- _EXERCISE TASKS_:
1) In the potentiometer lesson, at what baud rate does the setup() function start Serial communication?
2) Copy out the part of the potentiometer lesson between "After the code" and "PWM resolution (bits)", inclusive.

- _EXCERPTED TEXT_:
-------------------------
This lesson explores the use of a potentiometer as an analog input device to adjust the brightness of an LED. By simply turning the knob of the potentiometer, you can vary the light intensity of the LED, similar to the way you might adjust the brightness of a desk lamp. This straightforward setup demonstrates the direct impact of analog input on real-world applications, offering an intuitive understanding of how changes in input can control electronic components.

Available Pins

  • Available Pins

    Here is a list of available pins on the ESP32 board for this project.

    Available Pins

    IO14, IO25, I35, I34, I39, I36

  • Strapping Pins

    The following pins are strapping pins, which affect the startup process of the ESP32 during power on or reset. However, once the ESP32 is booted up successfully, they can be used as regular pins.

    Strapping Pins

    IO0, IO12

Required Components

In this project, we need the following components.

COMPONENT INTRODUCTION

PURCHASE LINK

ESP32 WROOM 32E

BUY

ESP32 Camera Extension

-

Breadboard

BUY

Several Jump Wires

BUY

Resistor

BUY

LED

BUY

Potentiometer

BUY

Schematic

../_images/circuit_5.8_potentiometer.png

When you rotate the potentiometer, the value of I35 will change. By programming, you can use the value of I35 to control the brightness of the LED. Therefore, as you rotate the potentiometer, the brightness of the LED will also change accordingly.

Wiring

../_images/5.8_potentiometer_bb.png

Code

Download this code or copy this code to the Arduino IDE directly.

After the code is uploaded successfully, rotate the potentiometer and you will see the brightness of the LED change accordingly. At the same time you can see the analog and voltage values of the potentiometer in the serial monitor.

How it works?

  1. Define constants for pin connections and PWM settings.

    const int potPin = 35; // Potentiometer connected to GPIO35
    const int ledPin = 26; // LED connected to GPIO26
    
    // PWM settings
    const int freq = 5000; // PWM frequency
    const int resolution = 12; // PWM resolution (bits)
    

    Here the PWM resolution is set to 12 bits and the range is 0-4095.

  2. Configure the system in the setup() function.

    void setup() {
        Serial.begin(115200);
    
        // Configure PWM
        ledcAttach(ledPin, freq, resolution);
    }
    
    • In the setup() function, the Serial communication is started at a baud rate of 115200.

    • The ledcAttach() function is used to setup the LEDC pin frequency and resolution. It will return frequency configured for LEDC pin.

  3. Main loop (executed repeatedly) in the loop() function.

    void loop() {
    
        int potValue = analogRead(potPin); // read the value of the potentiometer
        uint32_t voltage_mV = analogReadMilliVolts(potPin); // Read the voltage in millivolts
    
        ledcWrite(ledPin, potValue);
    
        Serial.print("Potentiometer Value: ");
        Serial.print(potValue);
        Serial.print(", Voltage: ");
        Serial.print(voltage_mV / 1000.0); // Convert millivolts to volts
        Serial.println(" V");
    
        delay(100);
    }
    
    • uint32_t analogReadMilliVolts(uint8_t pin);: This function is used to get ADC value for a given pin/ADC channel in millivolts.

      • pin GPIO pin to read analog value.

    The potentiometer value is directly used as the PWM duty cycle for controlling the LED brightness via the ledcWrite() function, as the range of values is also from 0 to 4095.
-------------------------
- _DATASET EXTRACT_:

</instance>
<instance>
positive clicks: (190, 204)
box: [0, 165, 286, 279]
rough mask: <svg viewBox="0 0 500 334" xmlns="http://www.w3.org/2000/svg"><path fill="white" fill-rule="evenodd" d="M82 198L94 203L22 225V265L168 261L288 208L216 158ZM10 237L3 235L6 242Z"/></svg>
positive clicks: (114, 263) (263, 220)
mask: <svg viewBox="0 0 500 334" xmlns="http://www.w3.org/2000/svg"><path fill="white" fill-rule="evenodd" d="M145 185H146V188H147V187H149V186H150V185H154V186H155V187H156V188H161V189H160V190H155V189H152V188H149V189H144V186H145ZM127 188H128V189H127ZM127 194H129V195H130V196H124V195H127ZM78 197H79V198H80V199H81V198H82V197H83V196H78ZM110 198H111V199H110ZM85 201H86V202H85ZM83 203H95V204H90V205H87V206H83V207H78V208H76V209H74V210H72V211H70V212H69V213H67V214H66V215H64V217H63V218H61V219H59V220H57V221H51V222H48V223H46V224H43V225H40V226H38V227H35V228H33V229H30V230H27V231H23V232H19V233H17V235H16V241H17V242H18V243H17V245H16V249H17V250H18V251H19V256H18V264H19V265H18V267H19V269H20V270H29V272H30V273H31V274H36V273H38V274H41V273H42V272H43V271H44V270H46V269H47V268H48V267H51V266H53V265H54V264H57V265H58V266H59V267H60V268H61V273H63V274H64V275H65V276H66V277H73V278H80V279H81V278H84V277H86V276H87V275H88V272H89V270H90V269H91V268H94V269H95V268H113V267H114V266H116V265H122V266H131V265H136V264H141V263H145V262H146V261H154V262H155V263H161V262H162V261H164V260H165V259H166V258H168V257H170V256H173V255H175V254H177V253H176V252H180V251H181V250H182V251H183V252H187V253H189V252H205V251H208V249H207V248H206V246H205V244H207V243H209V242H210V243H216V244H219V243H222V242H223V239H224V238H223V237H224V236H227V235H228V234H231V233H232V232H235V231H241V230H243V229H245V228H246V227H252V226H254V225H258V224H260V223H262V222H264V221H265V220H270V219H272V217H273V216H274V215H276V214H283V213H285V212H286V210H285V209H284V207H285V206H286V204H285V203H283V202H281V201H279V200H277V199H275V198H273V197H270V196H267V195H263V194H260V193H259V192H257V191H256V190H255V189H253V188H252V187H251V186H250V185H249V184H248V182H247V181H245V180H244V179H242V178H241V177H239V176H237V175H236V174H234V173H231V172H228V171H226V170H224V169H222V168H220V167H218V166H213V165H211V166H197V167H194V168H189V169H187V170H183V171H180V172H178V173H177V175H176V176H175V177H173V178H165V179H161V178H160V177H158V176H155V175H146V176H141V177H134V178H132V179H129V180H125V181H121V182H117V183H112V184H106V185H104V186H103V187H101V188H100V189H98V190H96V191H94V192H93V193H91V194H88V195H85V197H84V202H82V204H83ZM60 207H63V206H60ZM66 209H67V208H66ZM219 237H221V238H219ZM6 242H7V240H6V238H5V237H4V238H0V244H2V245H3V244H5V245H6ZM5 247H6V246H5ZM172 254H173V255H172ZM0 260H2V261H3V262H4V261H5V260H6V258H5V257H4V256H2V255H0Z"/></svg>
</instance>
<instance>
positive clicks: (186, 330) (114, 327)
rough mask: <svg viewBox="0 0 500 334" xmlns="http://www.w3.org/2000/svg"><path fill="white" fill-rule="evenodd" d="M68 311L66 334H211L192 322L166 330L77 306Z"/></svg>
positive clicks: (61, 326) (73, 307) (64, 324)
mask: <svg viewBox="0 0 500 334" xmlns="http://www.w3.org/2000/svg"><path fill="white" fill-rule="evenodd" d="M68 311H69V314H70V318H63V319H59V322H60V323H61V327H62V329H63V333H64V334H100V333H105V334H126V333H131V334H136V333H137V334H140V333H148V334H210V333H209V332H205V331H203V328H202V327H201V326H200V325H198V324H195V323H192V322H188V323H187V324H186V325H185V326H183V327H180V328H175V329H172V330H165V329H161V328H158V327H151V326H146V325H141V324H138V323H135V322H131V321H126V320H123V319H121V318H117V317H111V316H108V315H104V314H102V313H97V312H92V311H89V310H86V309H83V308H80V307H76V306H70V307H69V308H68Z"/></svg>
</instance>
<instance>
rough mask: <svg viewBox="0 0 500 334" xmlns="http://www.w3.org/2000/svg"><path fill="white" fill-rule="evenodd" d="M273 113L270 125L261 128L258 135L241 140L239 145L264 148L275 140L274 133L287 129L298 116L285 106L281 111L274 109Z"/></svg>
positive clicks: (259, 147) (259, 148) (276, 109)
-------------------------
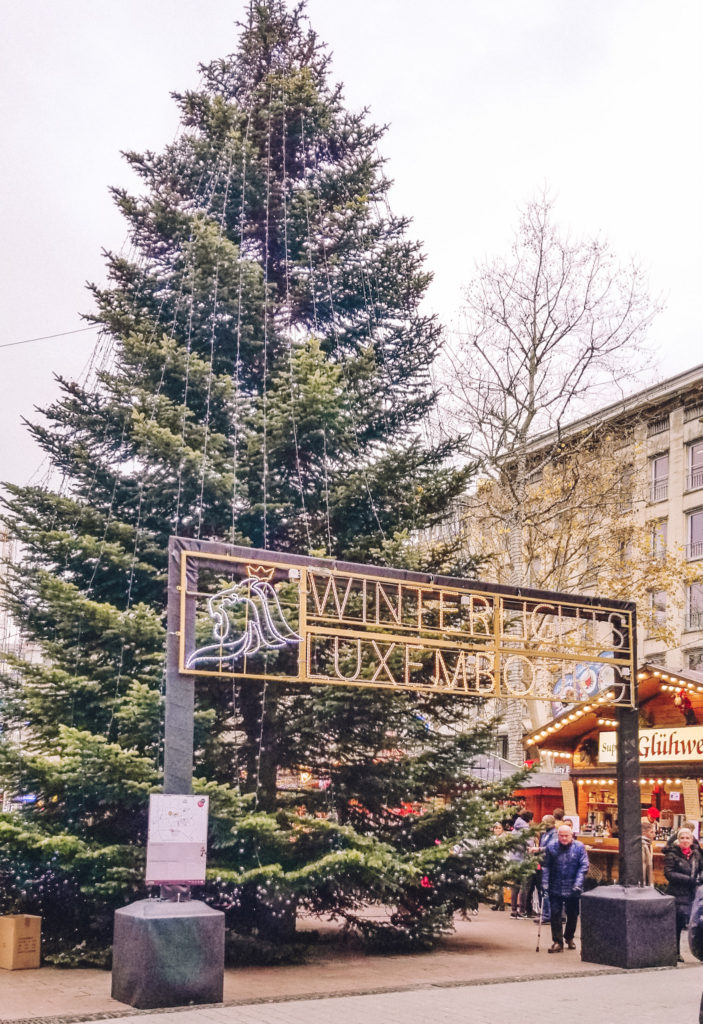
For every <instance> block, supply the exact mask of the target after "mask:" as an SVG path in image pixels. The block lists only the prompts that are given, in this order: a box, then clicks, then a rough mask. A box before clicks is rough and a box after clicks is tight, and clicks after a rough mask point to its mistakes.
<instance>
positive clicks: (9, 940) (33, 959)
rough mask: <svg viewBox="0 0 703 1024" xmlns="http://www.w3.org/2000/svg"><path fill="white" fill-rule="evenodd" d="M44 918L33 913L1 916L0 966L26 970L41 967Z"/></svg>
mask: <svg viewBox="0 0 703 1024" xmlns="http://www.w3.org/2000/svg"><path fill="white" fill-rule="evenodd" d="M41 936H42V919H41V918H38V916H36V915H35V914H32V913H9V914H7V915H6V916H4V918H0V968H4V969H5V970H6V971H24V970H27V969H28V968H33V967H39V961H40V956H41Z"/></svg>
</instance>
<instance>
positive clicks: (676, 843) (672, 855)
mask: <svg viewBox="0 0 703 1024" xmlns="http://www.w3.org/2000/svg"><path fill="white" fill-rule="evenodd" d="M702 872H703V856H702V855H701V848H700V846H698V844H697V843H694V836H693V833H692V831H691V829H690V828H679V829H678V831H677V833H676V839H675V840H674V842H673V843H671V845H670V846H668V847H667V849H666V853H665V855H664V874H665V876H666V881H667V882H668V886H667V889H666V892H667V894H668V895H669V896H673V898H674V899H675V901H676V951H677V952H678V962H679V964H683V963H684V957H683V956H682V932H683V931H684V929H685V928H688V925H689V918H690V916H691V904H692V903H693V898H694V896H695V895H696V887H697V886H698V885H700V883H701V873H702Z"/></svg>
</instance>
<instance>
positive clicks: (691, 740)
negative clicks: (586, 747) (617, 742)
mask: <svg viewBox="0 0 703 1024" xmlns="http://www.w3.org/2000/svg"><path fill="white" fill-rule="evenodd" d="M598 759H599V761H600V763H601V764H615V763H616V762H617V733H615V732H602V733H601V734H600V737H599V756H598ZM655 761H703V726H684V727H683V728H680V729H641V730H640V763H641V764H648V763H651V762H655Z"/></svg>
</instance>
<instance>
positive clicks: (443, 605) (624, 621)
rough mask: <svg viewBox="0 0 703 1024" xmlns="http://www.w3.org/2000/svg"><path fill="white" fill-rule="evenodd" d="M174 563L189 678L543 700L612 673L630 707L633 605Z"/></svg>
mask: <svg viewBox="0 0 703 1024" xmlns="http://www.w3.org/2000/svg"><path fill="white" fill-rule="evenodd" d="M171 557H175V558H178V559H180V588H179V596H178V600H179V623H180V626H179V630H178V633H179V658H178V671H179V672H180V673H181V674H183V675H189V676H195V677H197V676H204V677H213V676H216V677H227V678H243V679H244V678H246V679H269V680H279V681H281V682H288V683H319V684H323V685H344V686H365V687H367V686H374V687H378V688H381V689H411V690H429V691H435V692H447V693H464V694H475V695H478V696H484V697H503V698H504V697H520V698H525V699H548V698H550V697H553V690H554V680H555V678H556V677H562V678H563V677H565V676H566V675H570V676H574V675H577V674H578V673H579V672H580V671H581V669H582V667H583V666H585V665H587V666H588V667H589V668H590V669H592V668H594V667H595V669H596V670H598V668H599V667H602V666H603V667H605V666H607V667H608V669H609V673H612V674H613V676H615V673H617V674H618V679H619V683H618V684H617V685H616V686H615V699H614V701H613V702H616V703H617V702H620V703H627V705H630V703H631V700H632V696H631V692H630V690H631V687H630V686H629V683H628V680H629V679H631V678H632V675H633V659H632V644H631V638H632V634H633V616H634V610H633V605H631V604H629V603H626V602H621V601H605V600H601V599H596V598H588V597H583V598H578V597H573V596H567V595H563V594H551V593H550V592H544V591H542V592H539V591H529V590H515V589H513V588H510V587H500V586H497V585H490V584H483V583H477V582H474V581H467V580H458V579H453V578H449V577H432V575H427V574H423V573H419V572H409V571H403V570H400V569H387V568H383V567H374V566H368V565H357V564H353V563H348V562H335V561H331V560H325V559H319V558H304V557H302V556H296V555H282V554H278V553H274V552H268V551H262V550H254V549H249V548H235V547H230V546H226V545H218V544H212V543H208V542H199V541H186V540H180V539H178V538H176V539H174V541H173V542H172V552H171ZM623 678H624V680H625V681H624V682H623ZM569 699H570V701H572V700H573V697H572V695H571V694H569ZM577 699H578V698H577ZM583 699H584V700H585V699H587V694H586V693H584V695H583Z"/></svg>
-------------------------
- _TASK-BY-TASK SOLUTIONS_:
1) 115200

2)
After the code is uploaded successfully, rotate the potentiometer and you will see the brightness of the LED change accordingly. At the same time you can see the analog and voltage values of the potentiometer in the serial monitor.

How it works?

  1. Define constants for pin connections and PWM settings.

    const int potPin = 35; // Potentiometer connected to GPIO35
    const int ledPin = 26; // LED connected to GPIO26
    
    // PWM settings
    const int freq = 5000; // PWM frequency
    const int resolution = 12; // PWM resolution (bits)